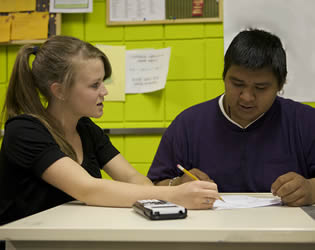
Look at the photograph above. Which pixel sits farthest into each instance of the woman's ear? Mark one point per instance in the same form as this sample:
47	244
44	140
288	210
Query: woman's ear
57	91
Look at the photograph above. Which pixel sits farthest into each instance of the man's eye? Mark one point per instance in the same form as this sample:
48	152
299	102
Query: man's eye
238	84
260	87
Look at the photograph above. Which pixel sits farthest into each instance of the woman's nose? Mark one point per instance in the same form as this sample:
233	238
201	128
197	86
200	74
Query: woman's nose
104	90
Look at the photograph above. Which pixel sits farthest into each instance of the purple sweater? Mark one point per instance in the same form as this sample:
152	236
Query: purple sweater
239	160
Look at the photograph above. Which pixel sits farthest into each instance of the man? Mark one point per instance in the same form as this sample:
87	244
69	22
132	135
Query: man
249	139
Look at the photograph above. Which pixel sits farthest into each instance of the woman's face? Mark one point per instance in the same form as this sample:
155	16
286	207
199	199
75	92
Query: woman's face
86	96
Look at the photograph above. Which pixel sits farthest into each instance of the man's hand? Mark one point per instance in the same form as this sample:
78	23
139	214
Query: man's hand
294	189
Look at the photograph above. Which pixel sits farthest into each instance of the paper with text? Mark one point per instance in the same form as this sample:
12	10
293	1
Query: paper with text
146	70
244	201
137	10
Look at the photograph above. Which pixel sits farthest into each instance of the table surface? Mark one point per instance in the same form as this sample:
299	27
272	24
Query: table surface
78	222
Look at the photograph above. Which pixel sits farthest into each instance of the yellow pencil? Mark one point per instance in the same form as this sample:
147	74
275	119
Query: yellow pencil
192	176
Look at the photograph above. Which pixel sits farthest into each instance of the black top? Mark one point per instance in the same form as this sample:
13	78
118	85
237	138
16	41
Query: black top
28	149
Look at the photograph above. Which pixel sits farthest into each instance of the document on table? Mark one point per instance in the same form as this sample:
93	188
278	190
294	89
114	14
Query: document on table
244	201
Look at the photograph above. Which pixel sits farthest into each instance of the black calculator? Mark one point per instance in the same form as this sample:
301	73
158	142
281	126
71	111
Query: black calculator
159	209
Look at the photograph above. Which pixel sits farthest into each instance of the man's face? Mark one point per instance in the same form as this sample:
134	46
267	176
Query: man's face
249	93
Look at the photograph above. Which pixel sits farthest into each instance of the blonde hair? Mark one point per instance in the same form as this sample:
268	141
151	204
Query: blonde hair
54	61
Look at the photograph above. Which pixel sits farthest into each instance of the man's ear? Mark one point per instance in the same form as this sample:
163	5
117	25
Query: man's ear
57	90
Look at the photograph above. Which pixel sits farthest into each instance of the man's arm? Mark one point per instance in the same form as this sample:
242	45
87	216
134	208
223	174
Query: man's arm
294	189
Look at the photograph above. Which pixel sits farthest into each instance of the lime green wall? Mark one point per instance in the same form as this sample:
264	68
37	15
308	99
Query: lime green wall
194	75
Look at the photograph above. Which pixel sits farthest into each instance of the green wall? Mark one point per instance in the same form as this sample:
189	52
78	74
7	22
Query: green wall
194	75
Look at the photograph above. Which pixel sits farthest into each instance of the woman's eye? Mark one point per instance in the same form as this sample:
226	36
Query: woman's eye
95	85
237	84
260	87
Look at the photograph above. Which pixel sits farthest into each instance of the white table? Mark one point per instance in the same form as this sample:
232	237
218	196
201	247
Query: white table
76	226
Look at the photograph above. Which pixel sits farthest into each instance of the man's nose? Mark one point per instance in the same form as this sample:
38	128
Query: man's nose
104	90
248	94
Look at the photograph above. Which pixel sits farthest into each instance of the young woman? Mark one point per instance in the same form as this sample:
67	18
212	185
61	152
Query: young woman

● ● ● ● ●

Retype the whole listing, keeping every line identical and omitting all pictures.

▶ Task output
Look at the photograph above. Which pixel sits farthest into each instance of the woman's ear? Mark one point per instance in the same form as this sample:
47	244
44	140
288	210
Query: woman's ear
57	91
Look at the photograph above. Which pixel sits farthest into each instance of the man's eye? Mark one point per instance in the same form as this sample:
48	152
299	102
Query: man's eye
238	84
260	87
Look at the photograph above. Which pixel sits farthest into each instance of the woman's nose? Mark one point per instance in the same form as this sample:
233	238
201	128
197	86
200	74
Query: woman's nose
104	90
Look at the photograph above. Which pixel sits farthest into each instance of the purple sweater? Mark one point per instance in the same form as this sample:
152	236
Query: purple sweater
239	160
Look at the photograph above. Which pixel sits farthest into each instance of the man? Mark one point per instance in the same form as this sample:
87	244
69	22
132	135
Query: man
249	139
Look at the photograph above. Which pixel sits farthest into each instance of the woman's face? Mark one point per instance in the same form as this sample:
155	16
286	207
199	199
75	92
Query: woman's face
86	96
Look at the photograph above. Which pixel sits farthest into each instance of the man's hand? Mark one point per instance in the same form as this sample:
78	23
139	214
Query: man's hand
294	189
Look at the photograph above. Which pixel sits farthest into each instance of the paper with text? Mark one point per instance in the same form as this sample:
12	10
293	1
Query: paper with text
146	70
244	201
137	10
Look at the photograph above. Which pixel sits farthest into each instance of the table surface? Mark one point per instance in the same form as this sample:
299	27
272	24
Query: table surface
78	222
Look at the photograph above. Which pixel sits farthest into each instance of the yellow pencil? Mark one point per instance in the same form as this sample:
147	74
275	119
Query: yellow pencil
192	176
Look at the photograph above. Which pixel sits farthest into each instance of the black top? Mark one point per instance in the same form as this sample:
13	78
118	85
237	138
16	41
Query: black top
28	149
Look at the photograph above. Which pixel sits farthest into each instance of the document on table? Mark one point per instance in the same form as this sample:
93	188
278	190
294	89
114	14
Query: document on table
244	201
Look at the photograph above. Which pixel sits farthest into each instance of the black calculator? Mark one point per instance in the same form as this sample:
301	73
158	142
281	126
71	111
Query: black calculator
159	209
Look at the photograph above. Which pixel sits farthest into each instance of the man's face? Mark one point per instance in the same form as this sample:
134	46
267	176
Query: man's face
249	93
Look at the photograph above. Which pixel sits farthest into each instance of the blonde hair? Mark one point per instance in the same form as this sample:
268	141
151	204
Query: blonde hair
54	61
Look at the photograph above. Which pixel sits farthest into each instance of the man's ear? Mark one point per instance in the same form as this sample:
163	5
117	25
Query: man's ear
57	90
Look at the photograph above. Which pixel sits farthest into each instance of the man's arm? Mark one point per instance in the same form as this sample:
242	45
87	216
134	208
223	174
Query: man's arm
294	189
Look at the photograph above. Which pixel sits farthest into each instance of the lime green wall? Mark one point per instance in the same form as this sample:
264	68
37	15
308	99
Query: lime green wall
194	75
Look at the photograph above. Which pixel sits farthest into each instance of the green wall? Mark one point per instance in the same form as this sample:
189	52
78	74
7	22
Query: green wall
194	75
Look at the photograph above. Which pixel sits farthest into each instance of the woman's eye? Mark one point per instance in the same form as this sample:
226	36
Query: woman's eye
95	85
237	84
260	87
Look at the photograph above. Which pixel sits farthest into each instance of the white table? Mark one point per instance in the same form as this sample:
232	237
218	196
201	247
Query: white table
76	226
Look at the photograph above. Which pixel sits farthest into each instance of the man's nose? Mark one point per instance in the same form as this sample:
38	128
Query: man's nose
104	90
248	94
Look at the photograph above. Which pixel sits farthest into each instance of the young woman? Mark one point per instance in the same form as this sample:
67	18
212	185
61	152
Query: young woman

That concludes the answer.